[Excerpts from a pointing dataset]
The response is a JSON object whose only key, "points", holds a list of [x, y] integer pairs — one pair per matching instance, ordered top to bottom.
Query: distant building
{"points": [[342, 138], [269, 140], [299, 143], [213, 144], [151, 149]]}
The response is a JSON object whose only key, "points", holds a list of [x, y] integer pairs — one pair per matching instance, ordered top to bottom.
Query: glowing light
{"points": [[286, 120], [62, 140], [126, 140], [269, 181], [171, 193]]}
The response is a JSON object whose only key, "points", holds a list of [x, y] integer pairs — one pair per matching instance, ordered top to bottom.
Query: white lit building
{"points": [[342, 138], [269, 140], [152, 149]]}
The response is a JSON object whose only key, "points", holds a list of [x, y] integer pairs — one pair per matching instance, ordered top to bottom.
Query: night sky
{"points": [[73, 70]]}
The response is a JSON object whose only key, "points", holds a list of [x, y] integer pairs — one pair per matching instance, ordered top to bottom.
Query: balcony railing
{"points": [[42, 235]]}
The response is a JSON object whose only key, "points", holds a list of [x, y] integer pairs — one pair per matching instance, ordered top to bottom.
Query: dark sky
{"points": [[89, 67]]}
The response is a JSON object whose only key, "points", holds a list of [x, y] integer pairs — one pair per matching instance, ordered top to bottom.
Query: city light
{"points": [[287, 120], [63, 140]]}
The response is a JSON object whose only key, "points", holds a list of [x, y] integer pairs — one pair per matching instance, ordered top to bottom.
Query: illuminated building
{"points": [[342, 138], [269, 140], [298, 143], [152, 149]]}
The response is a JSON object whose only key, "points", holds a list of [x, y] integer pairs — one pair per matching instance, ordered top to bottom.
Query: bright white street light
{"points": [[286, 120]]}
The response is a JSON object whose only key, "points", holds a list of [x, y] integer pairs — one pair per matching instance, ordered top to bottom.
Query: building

[What is being asked] Reproduce all of the records above verbatim.

[Final answer]
The response is a JSON object whose only key, "points", holds a list of [x, y] integer pairs — one pair per matching instance, ordered top to bottom.
Query: distant building
{"points": [[342, 138], [269, 140], [299, 143], [213, 144], [151, 149]]}
The response is a JSON object whose only key, "points", holds a list of [x, y] integer pairs — one pair per matching instance, ordered top to bottom.
Query: glowing light
{"points": [[286, 120], [62, 140], [126, 140], [269, 181], [171, 193]]}
The response is a JSON object whose only key, "points", holds a list of [x, y] integer pairs — one pair per matching instance, ordered top to bottom.
Query: white lit building
{"points": [[342, 138], [269, 140], [152, 149]]}
The response is a JSON object whose only key, "points", holds a list of [x, y] integer pairs — one pair per matching instance, ordered top to bottom.
Query: night sky
{"points": [[73, 70]]}
The response is a JSON object whose only key, "points", holds a list of [x, y] integer pairs — one pair per matching instance, ordered top to bottom.
Query: balcony railing
{"points": [[42, 235]]}
The response is a JSON object whose only key, "points", holds a list of [x, y] integer pairs — one pair per matching instance, ordered top to bottom.
Query: dark sky
{"points": [[89, 67]]}
The response is a JSON object whose only key, "points", holds a list of [x, y] integer pairs — one pair per matching instance, ordered top to bottom.
Query: city light
{"points": [[287, 120], [63, 140]]}
The response is a JSON object whose only key, "points", holds a list of [x, y] integer pairs — one pair per matching instance, ordered top to bottom.
Query: illuminated building
{"points": [[342, 138], [269, 140], [298, 143], [152, 149]]}
The response is a JSON object whose only key, "points", holds a list of [x, y] integer pairs — one pair per matching instance, ordered top to bottom.
Query: bright white street light
{"points": [[286, 120]]}
The response is a JSON object whose only key, "points", holds a list of [x, y] integer pairs — one pair per matching instance, ordered top to bottom.
Query: building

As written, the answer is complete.